> [Assignment] Starting at the first line and ending at the last, reproduce the records below exactly.

> [Data supplied]
▬▬▬▬▬▬

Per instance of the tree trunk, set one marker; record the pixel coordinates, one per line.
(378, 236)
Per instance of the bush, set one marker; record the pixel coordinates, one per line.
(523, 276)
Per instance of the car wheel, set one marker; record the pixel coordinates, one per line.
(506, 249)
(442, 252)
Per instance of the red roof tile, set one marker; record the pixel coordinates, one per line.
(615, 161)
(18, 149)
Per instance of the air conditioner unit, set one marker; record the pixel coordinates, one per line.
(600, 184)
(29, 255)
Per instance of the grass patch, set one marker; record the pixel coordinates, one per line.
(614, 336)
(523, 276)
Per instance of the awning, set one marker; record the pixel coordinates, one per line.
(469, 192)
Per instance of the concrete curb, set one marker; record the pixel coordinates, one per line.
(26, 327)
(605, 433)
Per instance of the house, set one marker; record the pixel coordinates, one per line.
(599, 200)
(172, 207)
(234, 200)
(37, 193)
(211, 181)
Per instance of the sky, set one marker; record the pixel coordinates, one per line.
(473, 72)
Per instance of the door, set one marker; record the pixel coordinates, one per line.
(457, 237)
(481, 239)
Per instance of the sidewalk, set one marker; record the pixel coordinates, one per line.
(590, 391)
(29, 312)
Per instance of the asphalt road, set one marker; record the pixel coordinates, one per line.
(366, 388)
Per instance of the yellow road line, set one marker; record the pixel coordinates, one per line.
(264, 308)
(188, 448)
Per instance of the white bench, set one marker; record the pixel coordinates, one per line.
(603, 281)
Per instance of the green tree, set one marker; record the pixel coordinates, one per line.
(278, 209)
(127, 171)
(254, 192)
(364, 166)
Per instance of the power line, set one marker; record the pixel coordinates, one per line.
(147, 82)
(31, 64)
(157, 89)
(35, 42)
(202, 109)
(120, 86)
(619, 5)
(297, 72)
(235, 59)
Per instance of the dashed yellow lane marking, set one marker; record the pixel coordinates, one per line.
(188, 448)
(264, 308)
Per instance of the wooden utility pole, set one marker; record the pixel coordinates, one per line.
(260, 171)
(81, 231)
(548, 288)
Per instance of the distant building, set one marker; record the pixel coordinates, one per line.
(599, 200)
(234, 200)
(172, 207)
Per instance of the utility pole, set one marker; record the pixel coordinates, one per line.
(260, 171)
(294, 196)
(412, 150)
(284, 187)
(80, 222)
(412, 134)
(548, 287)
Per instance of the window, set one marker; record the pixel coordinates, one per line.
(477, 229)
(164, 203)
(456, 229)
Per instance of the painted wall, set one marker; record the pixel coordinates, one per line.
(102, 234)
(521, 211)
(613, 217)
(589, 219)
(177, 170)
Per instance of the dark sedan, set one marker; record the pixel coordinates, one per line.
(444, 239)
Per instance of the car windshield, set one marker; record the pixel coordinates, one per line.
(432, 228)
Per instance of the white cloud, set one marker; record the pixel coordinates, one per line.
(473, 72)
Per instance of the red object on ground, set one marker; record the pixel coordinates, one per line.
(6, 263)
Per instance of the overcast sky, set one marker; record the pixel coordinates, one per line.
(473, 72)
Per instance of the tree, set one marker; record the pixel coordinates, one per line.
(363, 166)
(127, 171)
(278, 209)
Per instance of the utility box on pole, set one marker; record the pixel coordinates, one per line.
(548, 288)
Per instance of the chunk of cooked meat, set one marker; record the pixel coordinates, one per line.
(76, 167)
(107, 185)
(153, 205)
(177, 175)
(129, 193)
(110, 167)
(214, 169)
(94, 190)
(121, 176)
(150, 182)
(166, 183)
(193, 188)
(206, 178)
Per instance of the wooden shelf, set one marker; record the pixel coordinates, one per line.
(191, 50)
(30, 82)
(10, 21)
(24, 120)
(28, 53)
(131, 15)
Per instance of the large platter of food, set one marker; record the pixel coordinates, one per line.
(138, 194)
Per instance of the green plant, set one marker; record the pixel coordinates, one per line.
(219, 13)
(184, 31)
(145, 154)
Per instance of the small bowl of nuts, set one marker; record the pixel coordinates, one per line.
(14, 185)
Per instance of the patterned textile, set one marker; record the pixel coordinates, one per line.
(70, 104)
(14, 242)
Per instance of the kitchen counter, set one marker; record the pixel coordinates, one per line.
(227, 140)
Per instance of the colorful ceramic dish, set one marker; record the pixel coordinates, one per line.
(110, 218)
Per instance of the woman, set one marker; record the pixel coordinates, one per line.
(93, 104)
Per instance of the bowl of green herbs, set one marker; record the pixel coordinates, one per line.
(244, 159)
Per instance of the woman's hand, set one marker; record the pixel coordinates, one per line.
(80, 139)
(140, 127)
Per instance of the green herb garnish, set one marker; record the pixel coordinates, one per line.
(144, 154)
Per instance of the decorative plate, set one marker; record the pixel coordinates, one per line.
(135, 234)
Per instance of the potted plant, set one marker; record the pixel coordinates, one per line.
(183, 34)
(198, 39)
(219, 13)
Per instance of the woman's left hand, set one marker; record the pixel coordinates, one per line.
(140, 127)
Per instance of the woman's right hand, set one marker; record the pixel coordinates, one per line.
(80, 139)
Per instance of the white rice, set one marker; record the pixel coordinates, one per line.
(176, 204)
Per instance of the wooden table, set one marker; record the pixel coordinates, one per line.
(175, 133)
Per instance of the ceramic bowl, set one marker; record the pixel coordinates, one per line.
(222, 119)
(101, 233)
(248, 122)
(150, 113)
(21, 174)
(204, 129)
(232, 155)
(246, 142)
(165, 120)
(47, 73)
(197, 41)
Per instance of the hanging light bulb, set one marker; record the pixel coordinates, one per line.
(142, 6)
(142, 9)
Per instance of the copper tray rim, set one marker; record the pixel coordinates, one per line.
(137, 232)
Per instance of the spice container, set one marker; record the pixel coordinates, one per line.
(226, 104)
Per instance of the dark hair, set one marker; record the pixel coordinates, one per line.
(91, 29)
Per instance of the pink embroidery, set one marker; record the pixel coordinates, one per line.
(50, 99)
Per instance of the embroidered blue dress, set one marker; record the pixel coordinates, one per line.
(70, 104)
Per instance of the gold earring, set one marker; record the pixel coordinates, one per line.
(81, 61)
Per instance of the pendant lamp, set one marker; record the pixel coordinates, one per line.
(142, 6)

▬▬▬▬▬▬

> [Final answer]
Per instance of the tree trunk, set one marker; record the pixel coordinates, one per line.
(378, 236)
Per instance of the bush, set one marker; record the pixel coordinates, one per line.
(523, 276)
Per instance of the car wheel, set one marker; record the pixel coordinates, one per line.
(506, 249)
(442, 252)
Per instance of the red roof tile, set one marker; record the pixel coordinates, one per line.
(615, 161)
(18, 149)
Per instance of the air conditioner unit, set one marker; record the pixel coordinates, one per line.
(600, 184)
(29, 255)
Per instance of the grass patch, set one marker; record the pixel coordinates, one per line.
(614, 336)
(523, 276)
Per instance of the awning, set one marker; record the pixel coordinates, one per line.
(469, 192)
Per instance of the concrete curb, set one marker; record the pixel coordinates, one per line.
(26, 327)
(605, 433)
Per instance of the house, set one marker; record the pixel coordinates, one per line.
(599, 200)
(172, 207)
(234, 200)
(37, 193)
(211, 181)
Per instance of the sky, set one marker; record the pixel coordinates, one per line.
(473, 72)
Per instance of the door, set one marker; record the pixel coordinates, one per line.
(457, 237)
(481, 239)
Per instance of the sidewalk, set one marker; record the pixel coordinates, one per line.
(590, 391)
(29, 312)
Per instance of the asphalt road, set one marker; record the pixel coordinates, one per line.
(366, 388)
Per instance of the yellow road line, set one marker; record the pixel coordinates, one per line.
(264, 308)
(188, 448)
Per instance of the white bench, set one marker; record the pixel coordinates, one per line.
(603, 281)
Per instance of the green tree, set one marker; record the pixel coordinates, one per line.
(278, 209)
(127, 171)
(254, 192)
(364, 166)
Per instance of the power line, set one marker; record the pixel coordinates, one per line.
(147, 82)
(31, 64)
(157, 89)
(35, 42)
(202, 109)
(120, 86)
(619, 5)
(297, 72)
(235, 59)
Per instance of the dashed yellow lane marking, set one marker; record the pixel coordinates, one per line.
(188, 448)
(264, 308)
Per instance of the wooden utility pole, set one marker; record the pixel coordinates, one per line.
(260, 171)
(81, 231)
(548, 288)
Per instance of the distant building, set one marker; record the pixel coordinates, one per line.
(599, 200)
(234, 200)
(172, 207)
Per instance of the utility pole, set one marker; record the pixel coordinates, one per line.
(260, 171)
(294, 196)
(412, 150)
(284, 187)
(80, 222)
(412, 134)
(548, 287)
Per instance of the window, set one marker; record the pixel coordinates, one per line.
(477, 229)
(164, 203)
(456, 229)
Per instance of the painted wall, set one marker; record the pixel coordinates, one per line.
(102, 234)
(521, 211)
(613, 217)
(589, 219)
(177, 170)
Per instance of the dark sedan, set one marker; record the pixel coordinates, one per line.
(444, 239)
Per instance of the car windshield, set one marker; record the pixel coordinates, one per line.
(432, 228)
Per instance of the white cloud, set one marker; record the pixel coordinates, one per line.
(473, 72)
Per instance of the red object on ground, set one marker; record the pixel coordinates, one per line.
(6, 263)
Per instance of the overcast sky, set one marker; record the pixel coordinates, one per line.
(473, 72)
Per instance of the tree, set one marker; record the pixel coordinates, one per line.
(363, 166)
(127, 171)
(278, 209)
Per instance of the utility box on pole, set one marker; record the pixel coordinates, one per line.
(548, 288)
Per instance of the chunk of cooked meat, set one marker; record the pixel coordinates, one per line.
(76, 167)
(107, 185)
(153, 205)
(177, 175)
(129, 193)
(110, 167)
(214, 169)
(94, 190)
(121, 176)
(150, 182)
(166, 183)
(193, 188)
(206, 178)
Per instance of the wooden shelf, set one marker; record the pixel coordinates, one per line.
(191, 50)
(30, 82)
(10, 21)
(24, 120)
(28, 53)
(131, 15)
Per instance of the large platter of food, set one marker; record the pixel coordinates, one per line.
(138, 194)
Per instance of the green plant, set one marker; record the pixel coordinates, one per line.
(219, 13)
(184, 31)
(145, 154)
Per instance of the small bowl of nuts, set one marker; record the pixel coordinates, one per line.
(14, 185)
Per instance of the patterned textile, set one marker; record the pixel coordinates, one per line.
(70, 104)
(14, 242)
Per instance of the kitchen counter, set one marker; record the pixel coordinates, one per line.
(227, 140)
Per instance of the colorful ceramic dish, set one marker; record the pixel coordinates, one per line.
(110, 218)
Per instance of the woman, set one marker; record the pixel coordinates, one per line.
(93, 104)
Per instance of the bowl of green herbs, set one marker; record the pixel coordinates, one per line.
(244, 159)
Per instance of the woman's hand, set one marker; record the pixel coordinates, one per line.
(80, 139)
(140, 127)
Per instance of the green herb garnish, set one marker; record the pixel coordinates, one per line.
(144, 154)
Per instance of the decorative plate, set one marker; record the pixel coordinates, one per line.
(135, 234)
Per instance of the potted plant, set one marker; record the pixel coordinates, one per line.
(183, 34)
(198, 39)
(219, 13)
Per instance of the woman's left hand, set one marker; record the pixel coordinates, one per line.
(140, 127)
Per instance of the woman's right hand, set one marker; record the pixel coordinates, one per line.
(80, 139)
Per instance of the white rice, set one marker; record the pixel coordinates, one per line.
(176, 204)
Per instance of the wooden table, set one marker; record the pixel coordinates, one per line.
(175, 133)
Per instance of the ceramic bowl, set one marker; record the pixel coordinates, one per line.
(222, 119)
(101, 233)
(248, 122)
(150, 113)
(21, 174)
(204, 129)
(232, 155)
(246, 142)
(165, 120)
(47, 73)
(197, 41)
Per instance of the hanging light bulb, set one marker; record the pixel coordinates, one per line.
(142, 6)
(142, 9)
Per instance of the copper tray rim, set one marker; record the pixel coordinates, one per line.
(137, 232)
Per instance of the spice container, set one marker; record the pixel coordinates, one per line.
(226, 104)
Per instance of the dark hair, set one marker; record the pixel coordinates, one per line.
(91, 29)
Per instance of the pink embroidery, set one marker; record the pixel coordinates, one per line.
(50, 99)
Per instance of the embroidered blue dress, set one marker; record the pixel coordinates, one per line.
(70, 104)
Per instance of the gold earring, set one marker; record the pixel coordinates, one per line.
(81, 61)
Per instance of the pendant lamp, set one marker; record the pixel coordinates, one per line.
(142, 6)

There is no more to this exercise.